> **GIVEN PROBLEM**
Beginning at the line containing "Where can the green" and continuing to the end of the records below, give each line again exactly as it stands, and only those lines.

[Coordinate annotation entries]

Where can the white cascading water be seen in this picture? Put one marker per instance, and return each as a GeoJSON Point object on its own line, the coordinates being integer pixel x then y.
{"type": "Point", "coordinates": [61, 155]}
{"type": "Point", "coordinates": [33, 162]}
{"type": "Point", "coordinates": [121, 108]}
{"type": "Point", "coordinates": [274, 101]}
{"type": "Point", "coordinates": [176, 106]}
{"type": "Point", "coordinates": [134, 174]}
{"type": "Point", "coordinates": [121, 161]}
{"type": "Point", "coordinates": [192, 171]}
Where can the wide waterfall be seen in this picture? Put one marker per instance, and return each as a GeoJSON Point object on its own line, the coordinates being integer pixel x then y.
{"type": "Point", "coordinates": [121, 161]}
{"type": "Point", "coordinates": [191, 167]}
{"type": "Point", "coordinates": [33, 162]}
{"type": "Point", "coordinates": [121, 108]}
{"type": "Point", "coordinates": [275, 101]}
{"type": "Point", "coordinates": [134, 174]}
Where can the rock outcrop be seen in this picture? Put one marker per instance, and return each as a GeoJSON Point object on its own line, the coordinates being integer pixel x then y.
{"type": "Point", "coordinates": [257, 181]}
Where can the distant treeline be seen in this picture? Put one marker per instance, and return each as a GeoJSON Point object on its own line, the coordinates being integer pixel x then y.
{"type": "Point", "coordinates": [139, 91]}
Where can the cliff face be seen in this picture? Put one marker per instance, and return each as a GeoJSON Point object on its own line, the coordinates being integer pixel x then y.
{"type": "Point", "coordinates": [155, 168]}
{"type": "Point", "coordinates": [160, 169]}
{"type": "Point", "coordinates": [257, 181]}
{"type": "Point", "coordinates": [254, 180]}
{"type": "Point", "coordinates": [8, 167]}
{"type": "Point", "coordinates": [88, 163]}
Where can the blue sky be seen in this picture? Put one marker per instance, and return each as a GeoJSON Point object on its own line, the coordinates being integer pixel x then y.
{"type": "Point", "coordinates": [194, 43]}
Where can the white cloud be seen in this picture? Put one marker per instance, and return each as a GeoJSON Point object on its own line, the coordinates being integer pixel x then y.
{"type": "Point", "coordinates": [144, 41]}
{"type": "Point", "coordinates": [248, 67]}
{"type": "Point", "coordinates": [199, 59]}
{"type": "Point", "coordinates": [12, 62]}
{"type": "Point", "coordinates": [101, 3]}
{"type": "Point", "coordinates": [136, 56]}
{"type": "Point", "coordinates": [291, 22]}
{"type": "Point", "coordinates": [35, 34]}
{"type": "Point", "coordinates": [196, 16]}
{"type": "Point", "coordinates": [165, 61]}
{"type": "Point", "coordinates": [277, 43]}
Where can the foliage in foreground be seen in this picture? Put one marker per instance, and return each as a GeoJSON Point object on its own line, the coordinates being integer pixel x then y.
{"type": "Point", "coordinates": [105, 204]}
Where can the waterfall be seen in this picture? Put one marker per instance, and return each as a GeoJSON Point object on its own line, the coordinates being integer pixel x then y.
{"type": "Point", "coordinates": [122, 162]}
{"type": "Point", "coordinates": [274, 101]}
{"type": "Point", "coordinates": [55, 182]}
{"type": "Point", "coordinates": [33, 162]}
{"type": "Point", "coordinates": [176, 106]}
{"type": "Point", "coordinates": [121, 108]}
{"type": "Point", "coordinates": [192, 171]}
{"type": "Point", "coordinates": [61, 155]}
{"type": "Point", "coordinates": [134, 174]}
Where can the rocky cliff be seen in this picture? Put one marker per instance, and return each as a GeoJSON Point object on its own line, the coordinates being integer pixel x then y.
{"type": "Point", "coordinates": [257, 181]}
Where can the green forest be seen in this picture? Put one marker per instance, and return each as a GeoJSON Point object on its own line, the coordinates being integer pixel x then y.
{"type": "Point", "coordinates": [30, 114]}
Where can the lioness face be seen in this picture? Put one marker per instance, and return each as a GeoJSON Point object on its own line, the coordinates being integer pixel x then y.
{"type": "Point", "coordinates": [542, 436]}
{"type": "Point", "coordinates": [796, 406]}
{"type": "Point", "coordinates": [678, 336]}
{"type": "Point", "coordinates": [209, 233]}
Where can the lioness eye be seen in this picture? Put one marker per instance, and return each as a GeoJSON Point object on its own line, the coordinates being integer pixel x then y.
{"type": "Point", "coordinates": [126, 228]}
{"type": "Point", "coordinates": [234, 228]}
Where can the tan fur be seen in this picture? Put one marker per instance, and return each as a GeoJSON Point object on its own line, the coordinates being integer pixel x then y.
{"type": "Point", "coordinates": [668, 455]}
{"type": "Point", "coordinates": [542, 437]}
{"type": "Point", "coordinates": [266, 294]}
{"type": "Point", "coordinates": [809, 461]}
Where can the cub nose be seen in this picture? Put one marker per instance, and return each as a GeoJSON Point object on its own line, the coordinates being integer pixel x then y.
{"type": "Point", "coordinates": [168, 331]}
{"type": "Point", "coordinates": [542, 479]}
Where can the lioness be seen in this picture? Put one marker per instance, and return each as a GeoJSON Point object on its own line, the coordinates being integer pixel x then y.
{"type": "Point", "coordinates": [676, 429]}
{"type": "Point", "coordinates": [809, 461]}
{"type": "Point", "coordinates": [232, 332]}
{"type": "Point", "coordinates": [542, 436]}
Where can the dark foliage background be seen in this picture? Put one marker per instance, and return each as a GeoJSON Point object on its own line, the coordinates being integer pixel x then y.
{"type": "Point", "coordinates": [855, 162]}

> **ANSWER TO THIS EXERCISE**
Where can the green forest be seen in this picture? Put one marker per instance, and return each as a GeoJSON Point object on its own line, the coordinates being integer pixel x then y.
{"type": "Point", "coordinates": [30, 114]}
Where can the lioness face be seen in this picture? Put one marker per instance, and return each as a GeoJSON Point object on its own line, the coordinates being integer pixel x then y.
{"type": "Point", "coordinates": [542, 436]}
{"type": "Point", "coordinates": [796, 406]}
{"type": "Point", "coordinates": [678, 336]}
{"type": "Point", "coordinates": [209, 233]}
Where can the lioness eye be seen in this picture? Put one marker per instance, and return each as a GeoJSON Point object on its own line, the coordinates being integer pixel x then y.
{"type": "Point", "coordinates": [126, 228]}
{"type": "Point", "coordinates": [234, 228]}
Where can the tan fur be seen in this picture? Put one marker per instance, and return each as a GeoJSON Point object on its own line, the coordinates being integer pixel x then y.
{"type": "Point", "coordinates": [668, 455]}
{"type": "Point", "coordinates": [542, 437]}
{"type": "Point", "coordinates": [266, 294]}
{"type": "Point", "coordinates": [809, 461]}
Where can the cub nose be seen in this picture? Put one marker per instance, and return each as a GeoJSON Point object on its own line, the coordinates being integer pixel x then y.
{"type": "Point", "coordinates": [168, 331]}
{"type": "Point", "coordinates": [542, 479]}
Where can the lioness be seen in this picture? Put one marker per instance, and return each as a GeoJSON Point object on its own line, the coordinates being integer pixel x then y.
{"type": "Point", "coordinates": [676, 429]}
{"type": "Point", "coordinates": [809, 461]}
{"type": "Point", "coordinates": [232, 332]}
{"type": "Point", "coordinates": [542, 436]}
Where can the dark foliage background be seen in this picture? Put one marker per instance, and return each as a GeoJSON Point object on its own line, the coordinates being integer pixel x then y.
{"type": "Point", "coordinates": [855, 162]}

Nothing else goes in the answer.